### ELENCO ATTIVITÀ
• a. Copia dal brano sulla chirurgia a fluorescenza il tratto che va da "È in atto, in" fino a "navigazione in chirurgia.".
• b. Secondo il brano sulla chirurgia a fluorescenza, in quali interventi complessi il dottor Roberto Verzaro usa di routine questa tecnologia? Elencali tutti.
• c. Prosegui il brano sulla chirurgia a fluorescenza partendo dopo la sua ultima frase.

### BRANO DEL DOCUMENTO
L’utilizzo delle immagini a fluorescenza nella terapia chirurgica dei tumori

In alternativa, queste sostanze fluorescenti possono essere iniettate in prossimità di un tumore da rimuovere chirurgicamente. Dopo alcune ore la sostanza fluorescente si deposita nei linfonodi che drenano le cellule provenienti da quel tumore. In altre parole, la sostanza fluorescente “illuminerà” tutti i linfonodi che contengono linfa da quel tumore contenenti possibili cellule neoplastiche metastatiche. Questa innovazione permette al chirurgo di vedere esattamente dove sono i linfonodi potenzialmente portatori di metastasi e di eseguire una linfoadenectomia per tumore accuratissima, rimuovere in altre parole solo i linfonodi metastatici, risparmiando tessuto sano, abbreviando i tempi dell’intervento e ridurre potenziali complicanze, rendendo la chirurgia ancora più mini-invasiva, rispettosa cioè dell’integrità del paziente. Questa tecnologia viene utilizzata di routine dal dottor Roberto Verzaro in tutti gli interventi complessi per tumori del colon retto, per colecistiti acute o per tumori dello stomaco.

Siamo di fronte a innovazioni importantissime e utilissime. Verrebbe da chiedersi: ma come? Il chirurgo ha bisogno di sostanze fluorescenti per vedere gli organi? Non li riconosce da solo? Si, è vero! Il chirurgo riconosce le strutture da solo senza l’ausilio di “coloranti”. A volte però, il chirurgo si trova situazioni anatomiche complesse, alterate da malattie infiammatorie o tumorali e non riesce a distinguere facilmente un tessuto da un altro, specie al confine tra tessuto sano e tessuto tumorale. Inoltre il chirurgo non può riconoscere sostanze cellule neoplastiche di dimensioni inferiore a quelle di risoluzione dell’occhio umano. Con questa nuova tecnologia ci si avvicina molto.

È in atto, in realtà, una vera e propria rivoluzione nel modo di operare del chirurgo. In pratica il chirurgo “naviga” in corso di intervento all’interno del corpo umano, con l’ausilio di sistemi di visualizzazione fino a pochi anni fa inimmaginabili. Un paragone può aiutare a capire quanto espresso fino ad ora. Pensiamo ad un pilota di aereo. Può navigare a vista, utilizzando i suoi sensi e la sua esperienza o navigare con gli strumenti di bordo e districarsi anche in mezzo a condizioni metereologiche avverse con scarsa visibilità. Questo è quello che il chirurgo può ora ottenere con i nuovi sistemi di visualizzazione e navigazione in chirurgia.

### RIGHE DEL DATASET
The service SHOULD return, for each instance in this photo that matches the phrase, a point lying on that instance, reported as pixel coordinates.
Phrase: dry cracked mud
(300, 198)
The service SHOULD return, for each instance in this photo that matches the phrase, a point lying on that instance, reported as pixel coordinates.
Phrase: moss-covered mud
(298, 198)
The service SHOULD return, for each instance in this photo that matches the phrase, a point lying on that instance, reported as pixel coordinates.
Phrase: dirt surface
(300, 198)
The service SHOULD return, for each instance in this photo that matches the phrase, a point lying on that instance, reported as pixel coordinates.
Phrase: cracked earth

### RISPOSTE
• a.
È in atto, in realtà, una vera e propria rivoluzione nel modo di operare del chirurgo. In pratica il chirurgo “naviga” in corso di intervento all’interno del corpo umano, con l’ausilio di sistemi di visualizzazione fino a pochi anni fa inimmaginabili. Un paragone può aiutare a capire quanto espresso fino ad ora. Pensiamo ad un pilota di aereo. Può navigare a vista, utilizzando i suoi sensi e la sua esperienza o navigare con gli strumenti di bordo e districarsi anche in mezzo a condizioni metereologiche avverse con scarsa visibilità. Questo è quello che il chirurgo può ora ottenere con i nuovi sistemi di visualizzazione e navigazione in chirurgia.

• b.
Tumori del colon retto
Colecistiti acute
Tumori dello stomaco

• c.
La vera rivoluzione è questa: mentre fino a pochi anni fa, tra il chirurgo e il paziente non esistevano interfacce e il chirurgo operava solo con l’ausilio dei suoi sensi e della sua esperienza, adesso, tra il chirurgo e il paziente è presente una tecnologia digitale che si esprime con nuovi sistemi di visualizzazioni, nuove tecnologie e nuovi strumenti “di bordo”.  Le applicazioni di questa interfaccia digitale tra il chirurgo e il paziente sono illimitate e via via le applicazioni sono sempre di più, sempre più utili e volte a rendere il lavoro del chirurgo più facile, più sicuro e più efficace. Sono in studio sistemi di visualizzazione di tessuti tumorali. Tecnologie che permettono al chirurgo di eseguire esami istologici intraoperatori in tempo reale. Sono allo studio anticorpi monoclonali in grado di riconoscere solo le cellule tumorali legati al verde di indocianina o altre sostanze fluorescenti. Questi anticorpi si legano selettivamente al tumore e lo “illuminano” con la sostanza fluorescente ad essa legata.

In pratica il chirurgo riconosce con nuove telecamere e nuove interfacce digitali dove arriva il tessuto sano e dove arriva il tessuto tumorale. Sa quindi esattamente con precisione microscopica dove arrivare con il bisturi. È intuibile che tra pochi anni, la chirurgia sarà sempre più guidata da questi nuovi sistemi di visualizzazione e “imaging” intraoperatorio.

Il futuro della chirurgia è nella rivoluzione digitale, nei nuovi sistemi di immagine intraoperatoria.  Il chirurgo non può rimanere indietro ma è obbligato a fornire ai suoi pazienti il meglio che la tecnologia può offrire per garantire interventi chirurgici sempre più sicuri e più efficaci.